** PROBLEM REQUIREMENTS **
Where in the data below does the word "rule" appear? Copy every line that has it.

** PROVIDED MATERIAL **
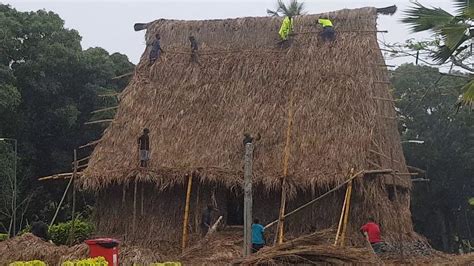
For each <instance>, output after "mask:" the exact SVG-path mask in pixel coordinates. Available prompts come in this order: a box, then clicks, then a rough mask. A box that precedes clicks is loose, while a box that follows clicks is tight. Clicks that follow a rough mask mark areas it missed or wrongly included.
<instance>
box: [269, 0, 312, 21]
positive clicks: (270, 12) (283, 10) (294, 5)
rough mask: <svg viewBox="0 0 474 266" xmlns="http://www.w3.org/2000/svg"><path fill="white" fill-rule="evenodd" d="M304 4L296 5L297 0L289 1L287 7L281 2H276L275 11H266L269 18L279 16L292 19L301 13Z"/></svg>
==
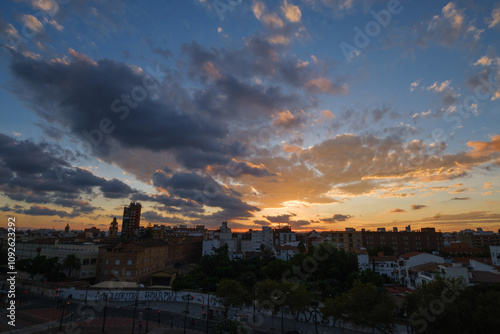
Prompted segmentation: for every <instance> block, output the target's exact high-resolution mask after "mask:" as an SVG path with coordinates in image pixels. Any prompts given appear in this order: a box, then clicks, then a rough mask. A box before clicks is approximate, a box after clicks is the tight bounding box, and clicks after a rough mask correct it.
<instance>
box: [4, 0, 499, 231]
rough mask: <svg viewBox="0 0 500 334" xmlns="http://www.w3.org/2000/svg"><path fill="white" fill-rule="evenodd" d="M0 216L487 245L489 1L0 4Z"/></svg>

** EXERCISE RESPONSE **
rough mask: <svg viewBox="0 0 474 266" xmlns="http://www.w3.org/2000/svg"><path fill="white" fill-rule="evenodd" d="M304 4L296 5L297 0L289 1L287 7L281 2H276L275 11H266L269 18L279 16L292 19L301 13Z"/></svg>
rough mask: <svg viewBox="0 0 500 334" xmlns="http://www.w3.org/2000/svg"><path fill="white" fill-rule="evenodd" d="M0 216L487 245L489 1L0 4Z"/></svg>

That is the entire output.